=== WHAT THE TASK REQUIRES ===
Reading down the listing below, count the lines where the word "concrete" shows up, then give only that count.

--- DATA FOR ANALYSIS Enclosed Below ---

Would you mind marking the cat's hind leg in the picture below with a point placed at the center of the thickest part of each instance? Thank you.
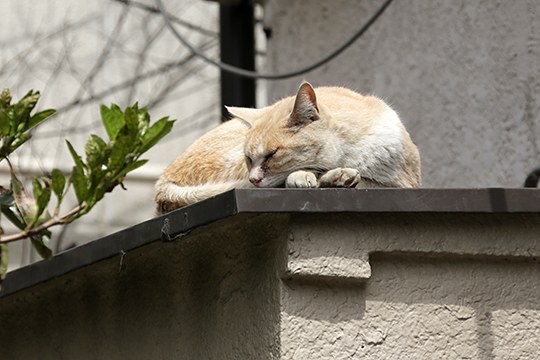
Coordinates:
(301, 179)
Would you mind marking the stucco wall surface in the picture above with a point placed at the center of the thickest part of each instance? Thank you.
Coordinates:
(279, 286)
(463, 75)
(444, 287)
(212, 295)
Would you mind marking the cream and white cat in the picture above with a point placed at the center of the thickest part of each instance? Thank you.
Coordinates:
(323, 137)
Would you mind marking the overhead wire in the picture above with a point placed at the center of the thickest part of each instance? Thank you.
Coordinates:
(268, 76)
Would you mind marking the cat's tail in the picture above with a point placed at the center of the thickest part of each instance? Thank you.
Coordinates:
(170, 196)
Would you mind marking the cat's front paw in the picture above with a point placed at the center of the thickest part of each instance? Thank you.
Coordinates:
(301, 179)
(340, 177)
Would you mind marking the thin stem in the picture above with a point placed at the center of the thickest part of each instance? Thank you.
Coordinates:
(56, 220)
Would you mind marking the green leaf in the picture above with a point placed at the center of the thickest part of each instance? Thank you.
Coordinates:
(4, 122)
(19, 140)
(58, 183)
(134, 165)
(6, 196)
(5, 98)
(96, 151)
(113, 119)
(41, 244)
(155, 133)
(144, 120)
(76, 157)
(121, 147)
(42, 196)
(14, 217)
(80, 183)
(38, 118)
(132, 120)
(3, 260)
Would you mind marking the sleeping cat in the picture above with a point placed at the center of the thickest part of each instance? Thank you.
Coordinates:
(324, 137)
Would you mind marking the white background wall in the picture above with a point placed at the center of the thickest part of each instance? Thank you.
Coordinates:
(77, 50)
(463, 75)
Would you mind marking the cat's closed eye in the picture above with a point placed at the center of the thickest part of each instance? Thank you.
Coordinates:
(271, 153)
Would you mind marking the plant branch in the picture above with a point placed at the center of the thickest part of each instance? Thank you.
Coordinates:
(55, 220)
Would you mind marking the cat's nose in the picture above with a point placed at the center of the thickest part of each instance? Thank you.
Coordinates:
(255, 181)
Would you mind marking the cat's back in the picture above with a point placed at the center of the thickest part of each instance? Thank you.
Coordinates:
(340, 98)
(217, 154)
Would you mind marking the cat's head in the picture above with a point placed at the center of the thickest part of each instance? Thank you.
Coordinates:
(283, 138)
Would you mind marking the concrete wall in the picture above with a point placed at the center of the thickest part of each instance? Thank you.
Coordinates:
(304, 286)
(79, 50)
(463, 75)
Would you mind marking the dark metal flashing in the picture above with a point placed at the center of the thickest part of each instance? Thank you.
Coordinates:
(174, 225)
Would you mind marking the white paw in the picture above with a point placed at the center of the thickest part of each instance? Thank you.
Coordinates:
(301, 179)
(340, 177)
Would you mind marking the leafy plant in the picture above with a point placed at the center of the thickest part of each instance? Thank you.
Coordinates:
(104, 166)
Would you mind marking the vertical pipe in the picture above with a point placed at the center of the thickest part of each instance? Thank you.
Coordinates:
(237, 42)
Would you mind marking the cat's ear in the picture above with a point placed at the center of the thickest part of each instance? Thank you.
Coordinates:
(247, 115)
(305, 108)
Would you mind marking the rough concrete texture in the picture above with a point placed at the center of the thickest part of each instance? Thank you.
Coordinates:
(463, 75)
(439, 286)
(212, 295)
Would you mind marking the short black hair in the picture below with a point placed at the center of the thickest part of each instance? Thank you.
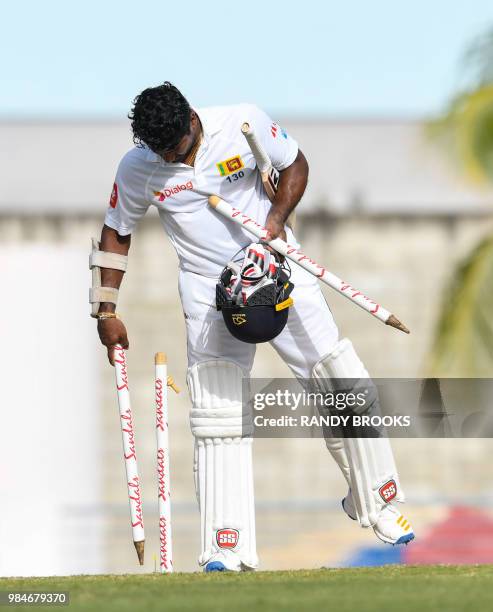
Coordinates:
(160, 117)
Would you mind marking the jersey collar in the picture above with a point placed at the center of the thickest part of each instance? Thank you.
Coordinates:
(209, 125)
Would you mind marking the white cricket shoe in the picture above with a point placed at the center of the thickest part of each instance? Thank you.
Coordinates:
(391, 527)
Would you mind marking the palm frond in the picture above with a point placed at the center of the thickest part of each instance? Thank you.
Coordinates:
(463, 345)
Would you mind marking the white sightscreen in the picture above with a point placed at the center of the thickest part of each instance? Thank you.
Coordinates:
(50, 439)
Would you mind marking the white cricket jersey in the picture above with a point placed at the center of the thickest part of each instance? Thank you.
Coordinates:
(225, 166)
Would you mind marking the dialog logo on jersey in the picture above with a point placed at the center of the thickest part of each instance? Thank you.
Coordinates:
(228, 166)
(227, 538)
(167, 192)
(388, 491)
(114, 196)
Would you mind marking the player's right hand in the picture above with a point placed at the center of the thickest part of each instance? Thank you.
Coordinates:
(112, 332)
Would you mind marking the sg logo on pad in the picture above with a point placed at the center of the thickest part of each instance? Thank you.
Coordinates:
(227, 538)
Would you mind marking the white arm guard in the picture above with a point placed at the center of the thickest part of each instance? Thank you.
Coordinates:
(102, 259)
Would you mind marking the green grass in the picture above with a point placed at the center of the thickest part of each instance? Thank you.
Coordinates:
(390, 588)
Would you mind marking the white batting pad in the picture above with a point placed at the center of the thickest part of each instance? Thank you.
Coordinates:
(223, 470)
(367, 463)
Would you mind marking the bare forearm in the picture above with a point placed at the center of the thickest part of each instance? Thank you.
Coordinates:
(112, 242)
(292, 185)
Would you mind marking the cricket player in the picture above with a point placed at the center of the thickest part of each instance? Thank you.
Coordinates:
(182, 156)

--- End of Enclosed DATA FOR ANALYSIS ---

=== EXPECTED ANSWER ===
2